• [Text excerpt]
•••
Lourdes Fuster (Lourdes), CRM Manager at coches.net & motos.net, works within a unique structure that emphasises sharing resources and a clear vision to achieve organisational goals. In this article, Lourdes outlines how other companies can emulate this setup to achieve a common organisational purpose. 

What’s Inside?

  1. Lourdes’ Career Journey
  2. Working Cross-Functionally for Successful CRM
  3. Deepening User Understanding
  4. Final Thoughts
  5. Lessons Learned

Lourdes’ Career Journey 

Lourdes began her career in social media and B2B campaigns before moving to the sales excellence domain. Next, when the opportunity to start a CRM team at coches.net & motos.net appeared, she jumped at it and joined the company. Coches.net & motos.net is a vehicle selling and buying platform that helps customers browse, buy and sell used vehicles. When she joined the company, they were not using any CRM tool and there were no campaigns. She was tasked with having to choose a CRM tool and build campaigns from the ground up.

She’s been in the role since and she loves working in CRM. As she gained success with the channel, the company began to take notice and invest more in CRM. 

Source: www.coches.net/

Based on her extensive CRM experience, Lourdes’s first piece of advice is to invest in understanding your customers before developing CRM campaigns.

You should work with the data you have to gain insights about your users and approach each user interaction by understanding what is the optimal message, to the optimal person, at the optimal time, Lourdes explained. We’ve even matured to the point where we have a user model based on Machine Learning that provides us with customer segments to target. 

Source: www.coches.net/

Working Cross-Functionally for Successful CRM

Discussing the skills or qualities required to be successful with CRM, Lourdes explained that it is extremely important to have an analytical and critical mindset. She further suggested that one of the most important things CRM Managers need to keep in mind is to not limit their thinking to CRM channels only. You limit yourself if you only think of CRM as activation, referral, and other parts of the lifecycle. Instead, you need to have a holistic view of Marketing and provide guidance on paid media or social channels, because ultimately all areas support each other and connect to some extent, she said. 

Lourdes outlined how the company functions collaboratively and the steps other organisations could take to arrive at a similar agile framework.

Source: Email from moto.coaches.net
1. Define Company Objectives 

Senior executives give us guidance on what the overarching objectives will be, and everything we do from that point on is aimed towards achieving those objectives.
•••
Records contained in a dataset

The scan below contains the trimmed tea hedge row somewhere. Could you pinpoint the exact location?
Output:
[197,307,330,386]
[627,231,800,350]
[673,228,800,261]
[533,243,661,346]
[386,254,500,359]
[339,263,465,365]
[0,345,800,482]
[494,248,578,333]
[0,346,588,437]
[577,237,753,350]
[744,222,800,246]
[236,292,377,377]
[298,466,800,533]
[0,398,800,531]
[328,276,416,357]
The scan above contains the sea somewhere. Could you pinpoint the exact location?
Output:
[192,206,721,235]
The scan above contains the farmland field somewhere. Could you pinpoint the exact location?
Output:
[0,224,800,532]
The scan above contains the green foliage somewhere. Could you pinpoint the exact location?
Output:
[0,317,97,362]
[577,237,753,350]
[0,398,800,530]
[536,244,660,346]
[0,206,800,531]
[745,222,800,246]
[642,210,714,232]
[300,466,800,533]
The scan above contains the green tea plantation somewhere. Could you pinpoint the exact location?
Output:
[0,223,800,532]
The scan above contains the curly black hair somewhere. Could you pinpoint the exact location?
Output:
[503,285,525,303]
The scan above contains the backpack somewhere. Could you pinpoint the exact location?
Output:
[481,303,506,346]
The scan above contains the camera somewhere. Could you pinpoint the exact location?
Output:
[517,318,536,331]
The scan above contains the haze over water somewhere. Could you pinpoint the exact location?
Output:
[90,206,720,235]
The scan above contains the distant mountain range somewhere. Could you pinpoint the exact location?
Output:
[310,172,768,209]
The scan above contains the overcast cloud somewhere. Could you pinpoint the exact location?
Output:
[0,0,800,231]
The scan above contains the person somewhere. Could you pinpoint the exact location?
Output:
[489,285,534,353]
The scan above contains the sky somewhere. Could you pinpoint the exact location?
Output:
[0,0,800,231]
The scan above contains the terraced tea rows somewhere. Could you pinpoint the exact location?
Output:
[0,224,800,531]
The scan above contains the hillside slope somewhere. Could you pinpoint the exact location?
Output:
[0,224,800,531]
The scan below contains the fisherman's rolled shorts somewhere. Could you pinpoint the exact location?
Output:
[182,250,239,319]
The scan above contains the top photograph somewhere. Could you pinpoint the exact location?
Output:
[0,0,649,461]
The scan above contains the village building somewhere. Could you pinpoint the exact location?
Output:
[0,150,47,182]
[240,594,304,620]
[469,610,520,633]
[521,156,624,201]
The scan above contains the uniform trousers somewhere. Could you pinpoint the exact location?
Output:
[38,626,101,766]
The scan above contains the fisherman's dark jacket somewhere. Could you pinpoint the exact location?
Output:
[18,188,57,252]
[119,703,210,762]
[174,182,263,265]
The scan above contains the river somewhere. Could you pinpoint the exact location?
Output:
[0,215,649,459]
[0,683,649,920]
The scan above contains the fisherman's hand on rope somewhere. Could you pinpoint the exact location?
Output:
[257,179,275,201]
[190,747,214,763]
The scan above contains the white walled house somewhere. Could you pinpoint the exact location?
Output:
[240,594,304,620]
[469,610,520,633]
•••
• [Job 1] In the article about CRM at coches.net & motos.net, what was Lourdes tasked with when she joined the company?
• [Job 2] Carry on the article about CRM at coches.net & motos.net, picking up after its final sentence.

• [Written answer 1] She was tasked with choosing a CRM tool and building campaigns from the ground up.

• [Written answer 2]
2. Form Clusters Around Objectives

Because the objectives can be accomplished in a variety of ways, the clusters we form have representatives from CRM, Engineering or Product. Involving members from different departments creates shared responsibility to make sure no single team becomes a roadblock. Collaboratively, we have a growth plan which contains acquisition and retention roadmaps.

3. Brainstorm Initiatives to Achieve Objectives

All ideas are welcome, and we do our best to not limit ourselves to thinking about our own channels. We expect members of the cluster to challenge each other to think creatively, with the only limitations being that any initiative has to support a company objective, and has to be approached with a customer-first mindset.

4. Prioritise Initiatives 

Using an effort-impact matrix, map the objectives by assessing how much effort it would take to complete the initiative, and the level of impact the initiative would have on the company objectives. The key in this step is to think critically and let not domains or preferences skew your thinking. At the end of the process, we give initiatives a score.

5. Vote on Initiatives

Finally, we’re democratic and vote on the initiatives so that every person gets a chance to express their opinion. Depending on the objective we’re trying to accomplish, we’ll pick a few initiatives and then delegate responsibilities across teams.

Deepening User Understanding

Lourdes highlighted that one of the main issues they face now is communicating with the users in real time.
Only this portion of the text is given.